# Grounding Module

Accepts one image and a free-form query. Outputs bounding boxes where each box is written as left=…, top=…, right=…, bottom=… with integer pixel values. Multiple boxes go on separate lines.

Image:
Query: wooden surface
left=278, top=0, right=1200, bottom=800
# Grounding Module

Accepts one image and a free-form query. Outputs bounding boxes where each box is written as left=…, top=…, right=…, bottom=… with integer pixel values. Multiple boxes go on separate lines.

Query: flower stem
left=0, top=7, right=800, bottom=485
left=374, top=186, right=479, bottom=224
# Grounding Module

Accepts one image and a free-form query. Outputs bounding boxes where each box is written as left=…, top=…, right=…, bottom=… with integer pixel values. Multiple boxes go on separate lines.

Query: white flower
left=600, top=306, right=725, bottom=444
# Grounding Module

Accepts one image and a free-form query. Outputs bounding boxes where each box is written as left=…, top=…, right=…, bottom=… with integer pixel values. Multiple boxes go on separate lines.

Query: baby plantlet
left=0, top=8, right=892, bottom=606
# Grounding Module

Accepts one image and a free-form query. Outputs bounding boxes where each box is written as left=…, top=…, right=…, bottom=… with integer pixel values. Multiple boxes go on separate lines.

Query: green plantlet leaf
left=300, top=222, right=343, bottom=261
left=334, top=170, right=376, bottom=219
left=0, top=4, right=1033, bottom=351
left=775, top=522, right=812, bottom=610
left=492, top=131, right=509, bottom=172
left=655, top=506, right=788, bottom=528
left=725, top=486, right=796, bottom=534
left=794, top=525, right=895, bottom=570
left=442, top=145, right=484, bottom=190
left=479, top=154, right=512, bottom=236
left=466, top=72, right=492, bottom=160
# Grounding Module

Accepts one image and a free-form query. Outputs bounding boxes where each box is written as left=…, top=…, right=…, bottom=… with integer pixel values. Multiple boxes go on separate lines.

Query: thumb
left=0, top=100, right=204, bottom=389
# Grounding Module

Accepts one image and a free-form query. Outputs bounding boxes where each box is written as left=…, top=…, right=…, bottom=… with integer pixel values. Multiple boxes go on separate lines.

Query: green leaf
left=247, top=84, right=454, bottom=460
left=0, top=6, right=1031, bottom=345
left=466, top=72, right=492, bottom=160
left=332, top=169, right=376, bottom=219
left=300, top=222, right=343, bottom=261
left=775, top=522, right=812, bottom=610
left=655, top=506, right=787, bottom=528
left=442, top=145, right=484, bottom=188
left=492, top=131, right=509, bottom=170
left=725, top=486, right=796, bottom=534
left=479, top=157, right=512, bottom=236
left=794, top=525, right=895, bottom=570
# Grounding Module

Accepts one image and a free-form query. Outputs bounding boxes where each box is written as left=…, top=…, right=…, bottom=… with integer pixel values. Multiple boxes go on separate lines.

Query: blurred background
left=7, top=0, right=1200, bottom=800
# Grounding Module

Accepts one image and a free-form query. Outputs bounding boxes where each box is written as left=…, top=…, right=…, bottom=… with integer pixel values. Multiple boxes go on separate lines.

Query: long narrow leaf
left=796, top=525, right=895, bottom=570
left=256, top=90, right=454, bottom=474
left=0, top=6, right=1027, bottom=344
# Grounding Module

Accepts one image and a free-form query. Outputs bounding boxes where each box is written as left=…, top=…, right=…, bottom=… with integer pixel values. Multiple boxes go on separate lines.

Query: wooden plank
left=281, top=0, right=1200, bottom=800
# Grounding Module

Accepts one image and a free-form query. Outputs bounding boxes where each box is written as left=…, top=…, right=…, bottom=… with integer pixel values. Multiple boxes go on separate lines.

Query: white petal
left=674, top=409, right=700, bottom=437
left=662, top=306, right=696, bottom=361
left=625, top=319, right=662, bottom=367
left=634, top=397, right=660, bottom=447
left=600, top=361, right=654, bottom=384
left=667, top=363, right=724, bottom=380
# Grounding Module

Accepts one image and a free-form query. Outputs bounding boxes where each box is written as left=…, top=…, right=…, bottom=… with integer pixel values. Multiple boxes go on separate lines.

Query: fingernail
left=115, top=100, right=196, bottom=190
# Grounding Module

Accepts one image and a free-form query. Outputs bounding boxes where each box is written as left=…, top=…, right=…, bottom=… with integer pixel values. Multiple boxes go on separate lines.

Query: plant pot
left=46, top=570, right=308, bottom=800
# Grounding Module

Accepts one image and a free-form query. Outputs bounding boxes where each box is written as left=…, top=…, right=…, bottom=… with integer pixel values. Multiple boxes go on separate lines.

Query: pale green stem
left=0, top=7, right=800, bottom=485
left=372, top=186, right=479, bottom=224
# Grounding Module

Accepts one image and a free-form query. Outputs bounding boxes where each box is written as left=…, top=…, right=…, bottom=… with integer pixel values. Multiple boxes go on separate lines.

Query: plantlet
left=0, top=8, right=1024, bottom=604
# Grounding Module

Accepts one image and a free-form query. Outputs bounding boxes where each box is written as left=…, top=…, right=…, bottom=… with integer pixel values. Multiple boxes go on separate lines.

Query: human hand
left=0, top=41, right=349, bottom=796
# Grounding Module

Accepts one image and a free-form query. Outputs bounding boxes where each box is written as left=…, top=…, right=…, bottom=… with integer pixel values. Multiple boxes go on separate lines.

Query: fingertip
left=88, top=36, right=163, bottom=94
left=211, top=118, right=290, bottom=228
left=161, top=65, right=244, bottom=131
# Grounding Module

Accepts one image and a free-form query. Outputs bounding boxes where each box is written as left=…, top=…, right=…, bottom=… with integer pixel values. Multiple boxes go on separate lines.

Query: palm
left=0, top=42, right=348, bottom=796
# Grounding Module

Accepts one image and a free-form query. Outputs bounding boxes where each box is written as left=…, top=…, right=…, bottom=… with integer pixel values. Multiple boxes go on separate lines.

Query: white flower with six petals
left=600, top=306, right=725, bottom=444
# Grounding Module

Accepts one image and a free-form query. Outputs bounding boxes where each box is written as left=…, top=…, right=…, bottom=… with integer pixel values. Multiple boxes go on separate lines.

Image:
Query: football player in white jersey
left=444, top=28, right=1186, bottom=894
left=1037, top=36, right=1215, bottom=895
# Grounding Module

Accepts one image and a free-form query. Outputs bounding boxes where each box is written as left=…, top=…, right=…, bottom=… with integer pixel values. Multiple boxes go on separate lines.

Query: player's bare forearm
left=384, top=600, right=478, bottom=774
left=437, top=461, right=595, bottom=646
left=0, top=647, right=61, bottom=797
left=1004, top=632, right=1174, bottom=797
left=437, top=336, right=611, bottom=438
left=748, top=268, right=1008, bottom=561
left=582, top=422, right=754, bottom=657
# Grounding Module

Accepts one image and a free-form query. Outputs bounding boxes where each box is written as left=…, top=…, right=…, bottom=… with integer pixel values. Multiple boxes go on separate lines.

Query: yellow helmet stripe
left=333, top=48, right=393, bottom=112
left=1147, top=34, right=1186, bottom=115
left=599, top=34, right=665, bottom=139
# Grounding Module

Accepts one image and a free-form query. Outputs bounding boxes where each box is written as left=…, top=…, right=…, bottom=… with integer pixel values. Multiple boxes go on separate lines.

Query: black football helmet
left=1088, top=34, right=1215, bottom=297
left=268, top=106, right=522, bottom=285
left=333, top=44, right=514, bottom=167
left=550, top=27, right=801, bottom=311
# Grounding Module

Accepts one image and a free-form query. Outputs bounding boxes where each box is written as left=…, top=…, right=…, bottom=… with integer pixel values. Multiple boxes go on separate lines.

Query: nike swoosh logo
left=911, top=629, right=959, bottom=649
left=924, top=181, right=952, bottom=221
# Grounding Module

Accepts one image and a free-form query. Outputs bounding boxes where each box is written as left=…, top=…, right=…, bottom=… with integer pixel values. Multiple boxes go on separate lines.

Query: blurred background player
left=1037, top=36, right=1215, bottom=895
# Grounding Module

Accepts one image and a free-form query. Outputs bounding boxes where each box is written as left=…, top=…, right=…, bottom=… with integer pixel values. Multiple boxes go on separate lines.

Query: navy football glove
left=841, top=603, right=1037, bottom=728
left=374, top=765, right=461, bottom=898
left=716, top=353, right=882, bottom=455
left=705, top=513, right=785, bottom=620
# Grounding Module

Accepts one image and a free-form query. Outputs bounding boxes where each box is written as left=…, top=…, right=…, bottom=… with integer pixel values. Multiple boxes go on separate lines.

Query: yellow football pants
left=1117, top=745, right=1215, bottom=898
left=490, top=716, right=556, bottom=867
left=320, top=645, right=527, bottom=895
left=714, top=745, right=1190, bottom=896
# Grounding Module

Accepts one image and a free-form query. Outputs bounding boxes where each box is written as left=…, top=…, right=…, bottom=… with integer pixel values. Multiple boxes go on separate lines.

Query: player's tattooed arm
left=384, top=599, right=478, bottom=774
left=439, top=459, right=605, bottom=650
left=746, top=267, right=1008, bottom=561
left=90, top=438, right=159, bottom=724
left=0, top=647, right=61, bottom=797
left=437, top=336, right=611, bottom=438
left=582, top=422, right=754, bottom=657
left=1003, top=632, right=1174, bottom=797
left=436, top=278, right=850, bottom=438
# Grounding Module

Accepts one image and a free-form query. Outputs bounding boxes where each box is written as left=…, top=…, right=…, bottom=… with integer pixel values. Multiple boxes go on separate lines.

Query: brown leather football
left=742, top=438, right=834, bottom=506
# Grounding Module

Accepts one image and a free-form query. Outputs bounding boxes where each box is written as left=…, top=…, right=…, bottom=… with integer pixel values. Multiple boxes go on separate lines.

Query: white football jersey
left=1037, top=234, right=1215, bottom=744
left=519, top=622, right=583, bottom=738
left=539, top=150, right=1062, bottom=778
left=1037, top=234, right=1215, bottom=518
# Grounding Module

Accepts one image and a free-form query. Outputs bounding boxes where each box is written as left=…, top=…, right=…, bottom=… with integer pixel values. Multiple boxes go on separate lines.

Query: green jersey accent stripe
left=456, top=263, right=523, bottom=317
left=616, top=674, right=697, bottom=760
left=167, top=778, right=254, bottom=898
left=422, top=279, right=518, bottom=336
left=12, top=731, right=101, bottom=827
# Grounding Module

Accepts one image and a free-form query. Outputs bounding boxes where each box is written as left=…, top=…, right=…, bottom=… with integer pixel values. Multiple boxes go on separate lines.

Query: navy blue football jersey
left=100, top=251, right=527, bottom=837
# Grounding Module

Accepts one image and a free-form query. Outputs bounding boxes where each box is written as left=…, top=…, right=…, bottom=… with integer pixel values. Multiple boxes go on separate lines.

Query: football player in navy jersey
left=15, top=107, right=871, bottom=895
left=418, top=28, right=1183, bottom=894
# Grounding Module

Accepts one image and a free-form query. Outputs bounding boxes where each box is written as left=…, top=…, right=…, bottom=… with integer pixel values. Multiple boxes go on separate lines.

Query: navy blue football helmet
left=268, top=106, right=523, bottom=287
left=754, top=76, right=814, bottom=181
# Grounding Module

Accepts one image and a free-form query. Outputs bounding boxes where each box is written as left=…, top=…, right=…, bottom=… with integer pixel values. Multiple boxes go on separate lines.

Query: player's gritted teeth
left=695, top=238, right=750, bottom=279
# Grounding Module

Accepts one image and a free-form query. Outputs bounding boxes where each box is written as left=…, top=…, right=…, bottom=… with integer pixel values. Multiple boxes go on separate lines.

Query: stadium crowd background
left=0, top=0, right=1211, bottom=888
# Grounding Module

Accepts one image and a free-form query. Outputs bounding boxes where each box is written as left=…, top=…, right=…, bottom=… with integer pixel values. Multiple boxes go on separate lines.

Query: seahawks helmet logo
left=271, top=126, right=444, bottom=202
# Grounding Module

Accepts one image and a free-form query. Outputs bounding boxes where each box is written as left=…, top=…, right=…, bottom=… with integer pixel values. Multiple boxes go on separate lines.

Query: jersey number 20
-----
■ Written exercise:
Put the material above into a numbered list, beginning at its first line and stopping after the line that contains "left=278, top=0, right=1200, bottom=800". Omit blank lines.

■ Answer to this exercise:
1. # Grounding Module
2. Accepts one image and a free-form query. Outputs bounding boxes where each box is written as left=…, top=…, right=…, bottom=… with integer pixel values. Multiple boxes go on separate lines.
3. Image:
4. Query: wooden surface
5. left=278, top=0, right=1200, bottom=800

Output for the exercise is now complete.